_Objectives_
A. Answer these questions about the triple buffering forum thread, one answer per line:
(i) In which part of RAM must all the buffers fit on the CPC?
(ii) Below what screen size do three buffers fit in a single bank?
(iii) What three buffers does Anthony Flack say he uses?
B. Carry the triple buffering forum thread forward, starting after its final sentence, "Main code goes in bank 0."

_Source text_
========================

With a triple buffer, you have 2 back buffers, once you're done drawing into one of them, you can immediately start drawing into the other one, so you have a higher frame rate compared to double-buffer since you can always start drawing (with the understanding that there'll be some judder). This is not useful if you can draw faster than your refresh rate, but that's a good problem to have.

Double- and Triple-buffering on the CPC face 3 main challenges:
-all the buffers must fit in the low 64kB of RAM.
-if you use the firmware, it carves out 2 chunks of RAM in those low 64kB.
-bank mapping only has a small number of configurations, which creates constraints. E.g. using banks 1 and 3 for buffers feels natural, until you realize that no memory config maps bank 1 at the same time as banks 4-6, so you can't directly copy graphics from banks 4-6 to bank 1.

For triple-buffering specifically, the smaller your screen, the easier things get. Smaller than 5.33kB, 3 buffers fit in 1 banks, that's very easy. Smaller than 8kB, 3 buffers fit in 2 non-contiguous banks, that's very feasible and very similar to regular double-buffering. Smaller than 10.66kB, 3 buffers fit in 2 contiguous banks. Up to 16kB, 3 buffers need 3 banks, Beyond that and up to 21.33kB, you need all 4 banks and madness lies ahead (you can do resolutions like 312x280, 352x248, 376x232 in mode 1).
Title: Re: triple buffering
Post by: ervin on 01:24, 23 April 24
Thanks everyone for your replies.
All of that gives me a lot to think about.
Title: Re: triple buffering
Post by: Anthony Flack on 22:52, 23 April 24
I'm not aware of any CPC games that use triple buffering, are there? 

I am doing the exact same thing as abalore; I have a front buffer, a back buffer and a clean buffer for restoring the background. I guess we both independently concluded this was fastest. 
Title: Re: triple buffering
Post by: ervin on 00:08, 24 April 24
Thanks Anthony.
It sounds like it might be the most useful idea for me as well.
Title: Re: triple buffering
Post by: Anthony Flack on 09:58, 24 April 24
If you want to do something along these lines, the memory arrangement I used:

Main code goes in bank 0.

========================

[Position annotation entries]
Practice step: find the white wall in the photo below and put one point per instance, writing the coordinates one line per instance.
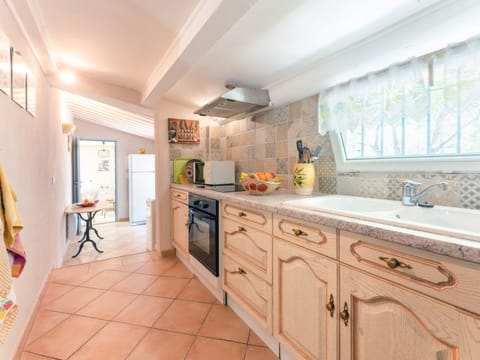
(33, 151)
(126, 144)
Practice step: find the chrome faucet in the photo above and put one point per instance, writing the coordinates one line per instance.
(409, 193)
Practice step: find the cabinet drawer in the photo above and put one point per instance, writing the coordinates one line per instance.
(319, 238)
(249, 290)
(248, 246)
(179, 195)
(258, 219)
(441, 277)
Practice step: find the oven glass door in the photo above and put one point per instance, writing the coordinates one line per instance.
(203, 239)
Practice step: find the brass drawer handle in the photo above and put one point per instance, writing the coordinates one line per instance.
(394, 263)
(345, 315)
(330, 305)
(298, 232)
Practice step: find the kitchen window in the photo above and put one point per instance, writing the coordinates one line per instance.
(426, 110)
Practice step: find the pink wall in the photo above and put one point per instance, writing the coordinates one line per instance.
(33, 152)
(126, 144)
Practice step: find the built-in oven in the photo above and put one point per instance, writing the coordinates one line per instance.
(203, 231)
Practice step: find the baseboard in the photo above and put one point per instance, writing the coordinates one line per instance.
(168, 253)
(23, 341)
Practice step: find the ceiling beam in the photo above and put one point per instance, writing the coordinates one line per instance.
(120, 97)
(208, 23)
(28, 17)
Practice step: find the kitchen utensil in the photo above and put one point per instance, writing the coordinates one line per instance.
(306, 155)
(300, 150)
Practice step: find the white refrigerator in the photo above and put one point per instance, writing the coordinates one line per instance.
(141, 186)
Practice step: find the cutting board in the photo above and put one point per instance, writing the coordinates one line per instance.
(179, 167)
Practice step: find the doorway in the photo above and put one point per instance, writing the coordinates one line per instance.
(95, 175)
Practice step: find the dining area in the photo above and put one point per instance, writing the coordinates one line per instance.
(89, 240)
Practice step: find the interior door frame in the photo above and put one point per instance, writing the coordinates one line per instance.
(76, 176)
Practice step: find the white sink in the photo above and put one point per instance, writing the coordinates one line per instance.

========================

_Responses in order_
A.
(i) The low 64kB of RAM.
(ii) 5.33kB.
(iii) A front buffer, a back buffer and a clean buffer for restoring the background.

B.
Front/back buffers are in bank 2 and 3 at &8000 and &c000.

Clean buffer, compiled sprites, and any other code all swap in to bank 1 at &4000, so that you can copy from any of these banks into either screen buffer. 
Title: Re: triple buffering
Post by: ervin on 10:44, 24 April 24
Sounds like a good scheme.
Thanks!
Title: Re: triple buffering
Post by: djaybee on 13:02, 25 April 24
Deep inside, I can't stop thinking about a closely related question: what situations would benefit from triple-buffering, i.e. what are the types of graphics where the performance gains of triple-buffering outweigh the memory costs?

Typically, triple-buffering results in an unsteady frame rate, which is especially visible at high frame rates, such that it's not necessarily a good idea for situations where the level of complexity is similar from frame to frame (which is the case for anything that's heavy on sprites and background graphics). On the other hand, 3D games, especially those drawn with polygons, might have a slower frame rate and and an inherently unsteady frame rate, such that those might be more appropriate situations for triple-buffering. In good news, those games might rely less on backgrounds and sprites and bitmaps in general, so the memory pressure from having 3 buffers might not be so high.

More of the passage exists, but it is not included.